This is a small order, but it is right that it should be considered in Committee. Permanent exclusion is a serious matter that affects our constituents because it can have a profound impact on children's lives. I therefore have some questions for the Minister. Where has demand for the change come from? Was it generated within the Department, or have representations been made by LEAs, parents and—in particular—schools? Will the power allow for multiple adjournments? I accept that an adjournment might be appropriate on a first occasion, but the order appears to provide a general power of adjournment. My concern is that we are introducing to the schools appeal system a problem that affects the criminal justice system. There could be multiple adjournments that are in the interests of neither the child nor the parents. What safeguards will there be for parents who are concerned about the use of that power? The Minister has said that there will be codes of practice, but will parents who disagree with a panel's decision to adjourn be able to challenge it? Will there be a higher authority that they can approach if they feel that a panel is adjourning unnecessarily?

The hon. Member for Windsor mentioned the link to criminal proceedings. I would be concerned if there were an automatic assumption that an appeals hearing should be adjourned whenever criminal proceedings are pending. In many cases—for example, where a youngster has carried out a violent act—the criminal procedure might not end in a conviction, but, even though it might not be possible to prove to the court's satisfaction that the threshold of, say, actual bodily harm was reached, the behaviour of the person in question might still warrant permanent exclusion. Where permanent exclusion was withheld pending the outcome of a court case and the person concerned was found innocent under criminal law, it would be a pity if an appeal panel felt obliged automatically to revoke a permanent exclusion.

Mr. Hayes: I hear what the hon. Gentleman says and it makes sense, but I invite him to consider the other side of that coin. Where the individual concerned is found innocent and blameless, adjourning and allowing the court to make that judgment might cause the appeal panel to revise a decision permanently to exclude an individual from school. The issue is not simply the impact of guilt, but the potential impact of innocence, on the appeal panel's decision.

■ REQUIRED WORK: Transcribe the debate on school exclusion appeals from "The hon. Member" up to and including "a permanent exclusion.", keeping every word and punctuation mark unchanged.

■ DATA EXCERPT:
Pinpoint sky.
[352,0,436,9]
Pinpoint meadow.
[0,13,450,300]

■ REPLY:
The hon. Member for Windsor mentioned the link to criminal proceedings. I would be concerned if there were an automatic assumption that an appeals hearing should be adjourned whenever criminal proceedings are pending. In many cases—for example, where a youngster has carried out a violent act—the criminal procedure might not end in a conviction, but, even though it might not be possible to prove to the court's satisfaction that the threshold of, say, actual bodily harm was reached, the behaviour of the person in question might still warrant permanent exclusion. Where permanent exclusion was withheld pending the outcome of a court case and the person concerned was found innocent under criminal law, it would be a pity if an appeal panel felt obliged automatically to revoke a permanent exclusion.